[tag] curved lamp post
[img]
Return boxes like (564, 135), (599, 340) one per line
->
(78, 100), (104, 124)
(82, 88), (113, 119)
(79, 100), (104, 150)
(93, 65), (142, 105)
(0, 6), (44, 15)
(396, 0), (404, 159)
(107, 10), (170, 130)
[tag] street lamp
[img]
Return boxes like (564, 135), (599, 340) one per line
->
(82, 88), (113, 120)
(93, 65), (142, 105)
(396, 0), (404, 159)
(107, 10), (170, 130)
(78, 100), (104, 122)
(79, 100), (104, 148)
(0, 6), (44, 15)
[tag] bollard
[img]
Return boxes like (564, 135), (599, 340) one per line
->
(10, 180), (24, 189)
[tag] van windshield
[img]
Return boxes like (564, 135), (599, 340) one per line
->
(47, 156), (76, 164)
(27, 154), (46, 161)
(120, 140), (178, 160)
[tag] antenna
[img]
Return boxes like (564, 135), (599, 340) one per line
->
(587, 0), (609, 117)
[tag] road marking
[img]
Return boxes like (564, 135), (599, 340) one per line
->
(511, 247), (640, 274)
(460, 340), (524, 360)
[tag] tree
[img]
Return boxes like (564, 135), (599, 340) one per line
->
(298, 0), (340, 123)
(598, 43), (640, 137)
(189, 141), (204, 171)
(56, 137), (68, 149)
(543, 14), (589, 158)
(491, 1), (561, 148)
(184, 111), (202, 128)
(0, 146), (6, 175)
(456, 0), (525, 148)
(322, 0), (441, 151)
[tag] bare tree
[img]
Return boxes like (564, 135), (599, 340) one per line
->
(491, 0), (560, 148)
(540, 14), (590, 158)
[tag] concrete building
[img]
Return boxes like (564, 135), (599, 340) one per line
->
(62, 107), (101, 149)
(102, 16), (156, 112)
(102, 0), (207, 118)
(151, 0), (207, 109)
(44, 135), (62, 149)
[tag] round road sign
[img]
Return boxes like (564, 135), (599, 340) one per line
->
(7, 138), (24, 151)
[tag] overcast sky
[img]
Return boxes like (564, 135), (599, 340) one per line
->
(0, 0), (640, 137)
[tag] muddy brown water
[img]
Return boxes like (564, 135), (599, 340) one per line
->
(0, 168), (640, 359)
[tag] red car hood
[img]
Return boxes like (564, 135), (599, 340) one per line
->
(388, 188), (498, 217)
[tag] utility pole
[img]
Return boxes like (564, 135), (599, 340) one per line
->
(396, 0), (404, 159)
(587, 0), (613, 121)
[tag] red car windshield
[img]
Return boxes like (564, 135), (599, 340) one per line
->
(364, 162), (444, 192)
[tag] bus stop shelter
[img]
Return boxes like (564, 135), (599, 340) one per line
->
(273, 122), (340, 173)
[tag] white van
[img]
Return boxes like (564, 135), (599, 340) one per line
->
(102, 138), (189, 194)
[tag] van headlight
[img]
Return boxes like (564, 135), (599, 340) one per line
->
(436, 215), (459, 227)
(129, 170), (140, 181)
= = = = =
### Exercise goal:
Copy the rows again, starting with the line that contains "[tag] bus stop shelter" and going on through the end of the rows, but put "truck" wherever "van" appears and leave everything else as it is.

### Solution below:
[tag] bus stop shelter
[img]
Return boxes like (564, 135), (599, 340) one per line
->
(273, 122), (340, 173)
[tag] white truck
[img]
Return boxes like (564, 135), (599, 340) one per line
->
(102, 138), (189, 194)
[tag] truck headlight
[img]
Return boxes like (564, 135), (599, 340) one per line
->
(436, 215), (459, 227)
(129, 170), (140, 181)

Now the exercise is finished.